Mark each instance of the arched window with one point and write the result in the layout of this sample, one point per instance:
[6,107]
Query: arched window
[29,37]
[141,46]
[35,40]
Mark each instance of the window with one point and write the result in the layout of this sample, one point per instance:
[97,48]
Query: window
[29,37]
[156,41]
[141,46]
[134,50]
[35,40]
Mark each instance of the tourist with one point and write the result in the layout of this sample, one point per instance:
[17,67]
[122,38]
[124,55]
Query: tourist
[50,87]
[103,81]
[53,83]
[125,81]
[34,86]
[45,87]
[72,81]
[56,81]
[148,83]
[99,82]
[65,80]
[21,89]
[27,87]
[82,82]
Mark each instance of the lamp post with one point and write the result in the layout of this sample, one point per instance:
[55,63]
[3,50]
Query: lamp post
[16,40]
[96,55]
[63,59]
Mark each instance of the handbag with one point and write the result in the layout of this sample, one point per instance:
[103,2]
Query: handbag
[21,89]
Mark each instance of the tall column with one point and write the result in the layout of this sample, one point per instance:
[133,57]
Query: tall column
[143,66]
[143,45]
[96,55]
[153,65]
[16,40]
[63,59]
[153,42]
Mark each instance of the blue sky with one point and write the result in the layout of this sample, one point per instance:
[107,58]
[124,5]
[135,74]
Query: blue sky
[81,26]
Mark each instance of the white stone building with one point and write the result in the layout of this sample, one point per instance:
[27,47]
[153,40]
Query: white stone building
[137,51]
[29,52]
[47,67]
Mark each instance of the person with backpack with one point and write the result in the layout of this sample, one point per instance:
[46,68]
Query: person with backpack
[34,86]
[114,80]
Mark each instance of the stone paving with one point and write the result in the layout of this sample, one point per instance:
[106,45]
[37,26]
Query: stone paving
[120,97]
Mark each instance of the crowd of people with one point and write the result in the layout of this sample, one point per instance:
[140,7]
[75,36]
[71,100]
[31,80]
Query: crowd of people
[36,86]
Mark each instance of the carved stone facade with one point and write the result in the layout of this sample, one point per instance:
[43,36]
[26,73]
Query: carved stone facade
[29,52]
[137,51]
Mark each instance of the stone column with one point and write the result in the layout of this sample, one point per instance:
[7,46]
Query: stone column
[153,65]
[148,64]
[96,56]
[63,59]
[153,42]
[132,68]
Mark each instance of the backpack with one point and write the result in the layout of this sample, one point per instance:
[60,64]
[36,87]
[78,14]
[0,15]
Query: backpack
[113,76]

◇ ◇ ◇ ◇

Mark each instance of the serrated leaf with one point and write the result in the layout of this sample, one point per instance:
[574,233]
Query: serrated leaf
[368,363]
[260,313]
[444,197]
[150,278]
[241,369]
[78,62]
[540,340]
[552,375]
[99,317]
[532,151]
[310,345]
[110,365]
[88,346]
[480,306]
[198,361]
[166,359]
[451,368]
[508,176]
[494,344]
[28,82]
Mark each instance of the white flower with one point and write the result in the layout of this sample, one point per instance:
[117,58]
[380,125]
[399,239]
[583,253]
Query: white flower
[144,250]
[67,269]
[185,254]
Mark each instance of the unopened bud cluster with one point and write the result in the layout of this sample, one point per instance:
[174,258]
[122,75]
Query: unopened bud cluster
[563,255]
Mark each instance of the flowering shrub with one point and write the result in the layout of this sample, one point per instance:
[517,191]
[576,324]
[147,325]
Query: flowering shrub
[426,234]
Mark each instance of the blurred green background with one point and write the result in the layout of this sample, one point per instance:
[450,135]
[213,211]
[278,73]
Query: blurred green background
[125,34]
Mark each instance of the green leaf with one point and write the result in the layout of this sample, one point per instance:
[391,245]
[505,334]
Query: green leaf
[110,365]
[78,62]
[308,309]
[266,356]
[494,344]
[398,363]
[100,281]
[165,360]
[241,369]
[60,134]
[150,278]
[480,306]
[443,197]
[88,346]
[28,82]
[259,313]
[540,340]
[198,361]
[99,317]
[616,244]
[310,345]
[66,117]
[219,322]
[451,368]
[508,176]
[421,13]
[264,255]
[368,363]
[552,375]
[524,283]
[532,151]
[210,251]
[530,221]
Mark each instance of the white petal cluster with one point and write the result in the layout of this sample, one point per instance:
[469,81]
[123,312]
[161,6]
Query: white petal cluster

◇ ◇ ◇ ◇

§ **TASK STATEMENT**: Starting from the records above, filter out all lines except those containing the word "petal".

§ **ANSWER BOX**:
Mark each instance of the white petal cluster with one point and write the result in the layout of this sample, one point per instance:
Query: white petal cluster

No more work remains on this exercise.